### Task details
Which lines in the records below mention the word "black"? Copy each one out.
• • • • •
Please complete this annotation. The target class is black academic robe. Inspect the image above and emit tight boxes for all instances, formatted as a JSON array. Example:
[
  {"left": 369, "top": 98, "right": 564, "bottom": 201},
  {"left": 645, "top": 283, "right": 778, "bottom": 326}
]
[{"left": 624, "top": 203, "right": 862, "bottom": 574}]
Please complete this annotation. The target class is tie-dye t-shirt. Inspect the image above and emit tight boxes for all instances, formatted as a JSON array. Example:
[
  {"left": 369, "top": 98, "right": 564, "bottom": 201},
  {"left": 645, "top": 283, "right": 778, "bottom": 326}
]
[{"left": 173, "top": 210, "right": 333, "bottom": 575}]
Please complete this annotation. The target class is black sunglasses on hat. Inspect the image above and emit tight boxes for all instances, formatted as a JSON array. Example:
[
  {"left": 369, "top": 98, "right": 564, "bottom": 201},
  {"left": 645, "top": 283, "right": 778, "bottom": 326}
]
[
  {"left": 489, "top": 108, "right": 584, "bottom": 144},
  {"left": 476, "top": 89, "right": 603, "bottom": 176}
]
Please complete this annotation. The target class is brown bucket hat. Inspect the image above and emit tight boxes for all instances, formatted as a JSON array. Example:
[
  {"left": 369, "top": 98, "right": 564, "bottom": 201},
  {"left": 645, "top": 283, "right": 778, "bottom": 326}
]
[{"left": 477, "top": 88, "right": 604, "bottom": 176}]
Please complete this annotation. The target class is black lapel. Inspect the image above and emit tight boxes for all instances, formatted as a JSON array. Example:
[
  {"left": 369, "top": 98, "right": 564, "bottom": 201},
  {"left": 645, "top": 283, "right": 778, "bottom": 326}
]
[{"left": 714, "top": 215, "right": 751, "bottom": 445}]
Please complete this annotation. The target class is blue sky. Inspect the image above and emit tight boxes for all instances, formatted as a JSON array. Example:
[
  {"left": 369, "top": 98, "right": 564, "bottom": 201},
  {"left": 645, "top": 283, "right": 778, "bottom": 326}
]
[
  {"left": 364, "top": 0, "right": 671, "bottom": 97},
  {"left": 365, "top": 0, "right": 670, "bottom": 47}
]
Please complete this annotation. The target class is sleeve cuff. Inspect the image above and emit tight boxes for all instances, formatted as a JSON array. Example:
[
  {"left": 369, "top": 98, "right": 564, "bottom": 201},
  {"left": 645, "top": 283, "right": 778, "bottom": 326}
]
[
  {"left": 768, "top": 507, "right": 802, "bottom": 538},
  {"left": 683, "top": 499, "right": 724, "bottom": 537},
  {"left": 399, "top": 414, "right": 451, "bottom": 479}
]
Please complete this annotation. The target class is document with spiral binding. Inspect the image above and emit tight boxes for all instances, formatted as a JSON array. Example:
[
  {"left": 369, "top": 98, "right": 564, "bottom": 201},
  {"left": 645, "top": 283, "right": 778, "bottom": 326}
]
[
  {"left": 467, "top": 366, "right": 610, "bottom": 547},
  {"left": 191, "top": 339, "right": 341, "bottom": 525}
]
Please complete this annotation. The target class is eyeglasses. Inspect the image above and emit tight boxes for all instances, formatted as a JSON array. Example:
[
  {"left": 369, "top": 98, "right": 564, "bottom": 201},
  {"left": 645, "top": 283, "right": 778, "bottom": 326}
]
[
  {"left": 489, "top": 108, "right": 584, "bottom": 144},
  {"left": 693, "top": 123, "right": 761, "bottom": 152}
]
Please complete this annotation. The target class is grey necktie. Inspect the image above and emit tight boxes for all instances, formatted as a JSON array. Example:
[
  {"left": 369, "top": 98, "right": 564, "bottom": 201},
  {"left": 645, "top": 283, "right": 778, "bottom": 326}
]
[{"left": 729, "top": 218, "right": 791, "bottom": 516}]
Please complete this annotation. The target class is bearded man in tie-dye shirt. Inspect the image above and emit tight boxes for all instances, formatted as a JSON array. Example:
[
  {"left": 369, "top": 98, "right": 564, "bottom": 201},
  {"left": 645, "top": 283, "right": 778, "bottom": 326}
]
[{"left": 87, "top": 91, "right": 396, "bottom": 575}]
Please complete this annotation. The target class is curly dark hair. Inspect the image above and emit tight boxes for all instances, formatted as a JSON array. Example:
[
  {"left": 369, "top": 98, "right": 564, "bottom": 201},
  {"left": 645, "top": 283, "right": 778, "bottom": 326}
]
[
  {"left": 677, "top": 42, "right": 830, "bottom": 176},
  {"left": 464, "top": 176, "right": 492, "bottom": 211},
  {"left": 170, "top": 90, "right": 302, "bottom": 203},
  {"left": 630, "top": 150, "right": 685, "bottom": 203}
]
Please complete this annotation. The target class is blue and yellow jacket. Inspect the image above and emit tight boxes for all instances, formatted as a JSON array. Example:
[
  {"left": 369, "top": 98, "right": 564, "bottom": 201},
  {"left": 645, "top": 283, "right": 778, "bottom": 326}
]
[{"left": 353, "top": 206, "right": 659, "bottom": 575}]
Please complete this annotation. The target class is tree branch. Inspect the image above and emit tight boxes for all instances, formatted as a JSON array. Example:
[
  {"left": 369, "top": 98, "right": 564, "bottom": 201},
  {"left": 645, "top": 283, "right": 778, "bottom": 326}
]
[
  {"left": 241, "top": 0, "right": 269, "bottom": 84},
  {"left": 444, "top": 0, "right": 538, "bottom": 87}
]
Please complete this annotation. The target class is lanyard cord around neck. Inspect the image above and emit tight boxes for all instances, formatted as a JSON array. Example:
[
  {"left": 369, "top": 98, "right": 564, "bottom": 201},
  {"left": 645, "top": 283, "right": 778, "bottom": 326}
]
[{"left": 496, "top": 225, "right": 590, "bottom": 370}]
• • • • •
### Response
Please complete this annotation. The target class is black academic robe. Inspect the image above and emit tight boxes for all instances, formatted as a JSON array. Example:
Please complete this annotation. The target class is black sunglasses on hat. Inspect the image above and emit tight boxes for all instances, formatted as a JSON array. Example:
Please complete this annotation. The target class is black lapel. Inspect the image above and emit tight boxes for all instances, formatted as a JSON array. Example:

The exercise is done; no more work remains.